→ **作業内容**:
下にある実家の跡地についての文章から、「新鎌ヶ谷の駅で腹ごしらえのあと、墓参りの前に寄り道をして実家の跡地を訪れた。」で始まり「けていたとみなされると言う。」で終わる部分をそのまま書き写してください。

─── 元の文書

見出し画像

実家の跡地に行く

三月末から四月初めのお出かけ記録の続きです。
前回はこちら

新鎌ヶ谷の駅で腹ごしらえのあと、墓参りの前に寄り道をして実家の跡地を訪れた。

2020年の夏、コロナではない肺炎に罹り、たった四か月の闘病ののち父は他界した。
遺産相続が完了したのは2022年の春、わずかな財産だったが一年半余りかかった。
早い方か…複雑ではあったが揉め事はなかったし。

実家を取りたい相続人がいなかったので、司法書士事務所に一任して遺品整理を行い、建物を取り壊し更地にして不動産業者に売却した。
曰く名義人の没後三年以内にその処理をすれば、土地を売却する際の所得税が免除になると言う。

しかし一つ問題が起きた。
所得税免除の条件として、名義人の死後は居住者がなく空き家になっていなければならなかった。
継母は数年前から老人保健施設に入所しており、父が亡くなって数ヶ月後に施設で腰の骨を折り入院して、そのままよく年春亡くなった。
だから実家には住んでいなかった。
ところが、老人保健施設は住民票の移動がないので、継母は実家に住み続けていたとみなされると言う。
敏腕(!)司法書士は老人保健施設から継母の利用契約書のコピーを取り寄せ、市役所や税務署にかけ合い、継母が実家に住んでいなかったことを認めさせた。
参考までに、例えば、娘の家に身を寄せていた、なとどいう場合は証拠となる書類がないので認めてもらえなかったらしい。
引き続き住む予定がなく所得税免除を活用するなら、遺族は即住民票を他に移すことである。
(法律が変わっているかも知れないのであくまで参考までに)

私は実家には七年くらい住んだだけで土地に馴染みがなかった。
父は実家の兄(本家)から土地を譲り受けて家を建てたが、なぜか庭の何分の一かを実家名義のまま使用していた。
父が亡くなると直後に、代替わりした本家のお嫁さん(父の甥の妻)からその旨伝えられた。
ウチがずっと固定資産税を払っています…と。

私が相続して管理し続けることも考えたが、遠方で空き家の世話が難しいし、この先値が上がる場所でもないし、固定資産税や火災保険の費用、他の相続人に分配する費用もいるし、立て替えの固定資産税を支払い、幾らかで買い取らなければならないだろうしで、父には申し訳なかったが処分することにしたのだった。

──────
─── 項目一覧

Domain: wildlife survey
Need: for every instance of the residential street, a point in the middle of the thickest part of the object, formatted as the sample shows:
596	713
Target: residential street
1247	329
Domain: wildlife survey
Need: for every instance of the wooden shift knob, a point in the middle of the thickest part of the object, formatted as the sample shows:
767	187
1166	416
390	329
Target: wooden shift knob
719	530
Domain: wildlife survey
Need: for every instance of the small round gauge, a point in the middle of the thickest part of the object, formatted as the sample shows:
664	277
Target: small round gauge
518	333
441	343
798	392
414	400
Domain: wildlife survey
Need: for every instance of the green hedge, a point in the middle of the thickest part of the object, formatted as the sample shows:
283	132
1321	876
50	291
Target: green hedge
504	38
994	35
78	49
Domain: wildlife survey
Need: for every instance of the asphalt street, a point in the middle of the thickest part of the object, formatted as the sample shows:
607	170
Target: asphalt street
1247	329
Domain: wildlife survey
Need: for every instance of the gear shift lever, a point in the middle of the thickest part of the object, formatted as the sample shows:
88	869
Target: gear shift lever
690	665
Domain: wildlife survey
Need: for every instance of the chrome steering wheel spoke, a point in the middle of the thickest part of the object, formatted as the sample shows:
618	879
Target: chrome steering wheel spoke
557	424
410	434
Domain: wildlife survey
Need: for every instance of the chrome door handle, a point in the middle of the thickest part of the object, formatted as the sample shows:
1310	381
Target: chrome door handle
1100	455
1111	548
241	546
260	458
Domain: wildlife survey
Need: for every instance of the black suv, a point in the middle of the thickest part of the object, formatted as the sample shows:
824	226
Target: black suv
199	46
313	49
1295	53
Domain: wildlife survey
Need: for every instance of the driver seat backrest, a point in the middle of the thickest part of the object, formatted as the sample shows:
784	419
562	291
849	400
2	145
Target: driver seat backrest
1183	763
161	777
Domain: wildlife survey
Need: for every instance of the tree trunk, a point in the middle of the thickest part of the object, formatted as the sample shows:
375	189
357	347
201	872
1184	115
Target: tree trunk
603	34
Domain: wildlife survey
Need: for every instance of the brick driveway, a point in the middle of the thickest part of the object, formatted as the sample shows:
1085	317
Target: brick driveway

──────

→ **結果**:
新鎌ヶ谷の駅で腹ごしらえのあと、墓参りの前に寄り道をして実家の跡地を訪れた。

2020年の夏、コロナではない肺炎に罹り、たった四か月の闘病ののち父は他界した。
遺産相続が完了したのは2022年の春、わずかな財産だったが一年半余りかかった。
早い方か…複雑ではあったが揉め事はなかったし。

実家を取りたい相続人がいなかったので、司法書士事務所に一任して遺品整理を行い、建物を取り壊し更地にして不動産業者に売却した。
曰く名義人の没後三年以内にその処理をすれば、土地を売却する際の所得税が免除になると言う。

しかし一つ問題が起きた。
所得税免除の条件として、名義人の死後は居住者がなく空き家になっていなければならなかった。
継母は数年前から老人保健施設に入所しており、父が亡くなって数ヶ月後に施設で腰の骨を折り入院して、そのままよく年春亡くなった。
だから実家には住んでいなかった。
ところが、老人保健施設は住民票の移動がないので、継母は実家に住み続けていたとみなされると言う。